(Items from a dataset)
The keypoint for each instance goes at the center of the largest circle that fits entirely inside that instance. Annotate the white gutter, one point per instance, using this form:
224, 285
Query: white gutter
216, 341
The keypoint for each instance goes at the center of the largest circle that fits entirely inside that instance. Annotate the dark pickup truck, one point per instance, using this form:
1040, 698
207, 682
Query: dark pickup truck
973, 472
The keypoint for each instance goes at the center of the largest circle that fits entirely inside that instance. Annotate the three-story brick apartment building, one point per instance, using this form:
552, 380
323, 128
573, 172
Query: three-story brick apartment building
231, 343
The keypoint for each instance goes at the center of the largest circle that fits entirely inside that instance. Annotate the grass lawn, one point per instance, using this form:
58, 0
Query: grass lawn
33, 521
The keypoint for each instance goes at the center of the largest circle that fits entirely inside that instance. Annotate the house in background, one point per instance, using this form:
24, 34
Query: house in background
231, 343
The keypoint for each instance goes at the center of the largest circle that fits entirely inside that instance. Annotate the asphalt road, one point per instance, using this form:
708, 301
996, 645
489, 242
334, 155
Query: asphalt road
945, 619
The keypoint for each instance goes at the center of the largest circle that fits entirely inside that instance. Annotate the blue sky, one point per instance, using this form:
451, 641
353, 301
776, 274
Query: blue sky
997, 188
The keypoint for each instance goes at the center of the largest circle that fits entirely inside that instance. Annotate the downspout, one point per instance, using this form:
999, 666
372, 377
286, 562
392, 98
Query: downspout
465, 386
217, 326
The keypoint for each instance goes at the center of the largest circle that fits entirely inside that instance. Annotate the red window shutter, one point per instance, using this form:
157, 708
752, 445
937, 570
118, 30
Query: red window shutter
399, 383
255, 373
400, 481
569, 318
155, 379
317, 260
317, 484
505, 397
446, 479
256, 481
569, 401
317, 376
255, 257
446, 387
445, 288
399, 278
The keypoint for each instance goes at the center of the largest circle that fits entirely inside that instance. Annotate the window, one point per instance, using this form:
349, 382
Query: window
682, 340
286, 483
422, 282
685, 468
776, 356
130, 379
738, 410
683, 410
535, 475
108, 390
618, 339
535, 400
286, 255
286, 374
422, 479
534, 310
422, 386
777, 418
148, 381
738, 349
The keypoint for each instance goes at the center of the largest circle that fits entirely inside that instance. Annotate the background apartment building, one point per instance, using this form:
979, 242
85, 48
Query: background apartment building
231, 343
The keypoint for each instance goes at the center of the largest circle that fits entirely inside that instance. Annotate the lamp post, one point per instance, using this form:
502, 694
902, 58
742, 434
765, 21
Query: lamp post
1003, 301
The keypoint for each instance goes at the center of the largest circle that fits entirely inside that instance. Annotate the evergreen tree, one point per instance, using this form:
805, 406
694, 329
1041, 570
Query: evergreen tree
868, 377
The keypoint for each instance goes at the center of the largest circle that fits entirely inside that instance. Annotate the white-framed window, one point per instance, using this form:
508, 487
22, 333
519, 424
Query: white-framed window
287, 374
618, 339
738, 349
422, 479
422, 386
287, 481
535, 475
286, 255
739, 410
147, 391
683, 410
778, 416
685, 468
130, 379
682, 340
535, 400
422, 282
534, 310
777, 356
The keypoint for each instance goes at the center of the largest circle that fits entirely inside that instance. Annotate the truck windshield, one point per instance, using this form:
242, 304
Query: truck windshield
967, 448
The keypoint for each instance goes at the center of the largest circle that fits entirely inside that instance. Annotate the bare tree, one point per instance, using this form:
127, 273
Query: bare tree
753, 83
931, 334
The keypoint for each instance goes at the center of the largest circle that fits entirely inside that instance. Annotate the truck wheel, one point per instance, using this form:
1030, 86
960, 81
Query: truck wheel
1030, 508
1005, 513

_PROBLEM TO WORK ON_:
What you give back must match the records word for word.

_ANSWER TO THE PROBLEM_:
The keypoint for each instance goes at the center of the largest circle that fits entirely inside that instance. Annotate the white gutter, one point per instance, using this form:
224, 285
Query: white gutter
216, 341
The keypoint for each instance goes at the center of the largest circle that fits entirely inside that instance. Annotate the dark pickup truck, one point per instance, using this form:
1040, 698
207, 682
Query: dark pickup truck
973, 472
The keypoint for each instance goes at the center of the largest circle that fits entirely inside that instance. Annotate the three-story brick apartment building, one point per instance, using this form:
552, 380
323, 128
573, 172
Query: three-story brick apartment building
231, 343
The keypoint for each instance goes at the center of the largest circle that fits entirely inside that instance. Annotate the grass lawn, one point per instance, using this form:
58, 0
Query: grass lawn
33, 521
The keypoint for each instance goes at the center of the largest circle that fits entirely inside that instance. Annotate the house in background, one point per instance, using this form:
24, 34
Query: house in background
231, 343
The keypoint for each instance goes at the center of the largest circle that fits entirely inside that instance. Annotate the asphalt road, one point per instance, using this form:
708, 301
996, 645
489, 242
334, 155
Query: asphalt road
945, 619
The keypoint for each instance goes at the center of the largest circle that fits entirely inside that instance. Annotate the blue sky, one point per instance, using this form:
451, 641
353, 301
776, 274
Query: blue sky
997, 188
The keypoint for each instance goes at the center of the largest circle that fits entirely inside that instance. Annotate the downspout, one point per instance, using this form:
999, 666
372, 377
286, 562
392, 98
Query: downspout
465, 386
217, 326
The keypoint for each instance goes at the center of the largest circle that fits entirely inside that instance. Annotate the red window shutter, one point per instance, using this form:
157, 708
752, 445
937, 570
118, 30
Query: red window shutter
399, 383
255, 373
400, 481
569, 318
155, 379
317, 260
317, 484
505, 397
446, 479
256, 481
569, 401
317, 376
255, 257
446, 387
445, 288
399, 278
The keypoint for each instance goes at the center of the largest circle that fits entirely inside that instance. Annotate the window, one point per instance, using this form:
349, 382
Query: window
682, 340
286, 483
422, 282
685, 468
776, 356
130, 379
738, 410
683, 410
535, 475
108, 390
618, 339
535, 400
286, 255
286, 374
422, 479
534, 310
422, 386
777, 418
148, 381
738, 349
The keypoint for each instance goes at the center of the largest circle that fits entirely inside that instance. Annotate the background apartment building, one point per instance, using this form:
979, 242
85, 48
Query: background apartment building
231, 343
The keypoint for each instance goes at the center of the largest circle that fits entirely inside that instance. Annotate the lamp post, one point per instance, using this form:
502, 694
902, 58
742, 434
765, 21
Query: lamp post
1003, 301
The keypoint for each instance goes at the center of the largest circle that fits entirely inside that instance. Annotate the evergreen tree, one point per instance, using this form:
805, 406
694, 329
1041, 570
Query: evergreen tree
868, 377
The keypoint for each instance goes at the center of the largest circle that fits entirely inside that instance. Annotate the white-framed window, one point per instance, using this form:
508, 487
22, 333
519, 424
Query: white-framed window
287, 374
618, 339
738, 349
422, 479
422, 386
287, 481
535, 475
286, 255
739, 410
147, 391
683, 410
778, 416
685, 468
130, 379
682, 340
535, 400
422, 282
534, 310
777, 356
The keypoint for each instance goes at the center of the largest circle that fits entirely inside that instance. Annotate the truck windshield, one point per instance, using this form:
242, 304
Query: truck windshield
967, 448
The keypoint for each instance goes at the center of the largest circle that fits entirely inside that instance. Annotate the bare tree, one point per instance, using this form:
127, 273
Query: bare tree
753, 83
931, 334
The keypoint for each instance goes at the center of the largest circle that fits entirely inside that instance. Annotate the truck wheel, one point per instance, using this form:
1030, 86
960, 81
Query: truck wheel
1030, 508
1005, 513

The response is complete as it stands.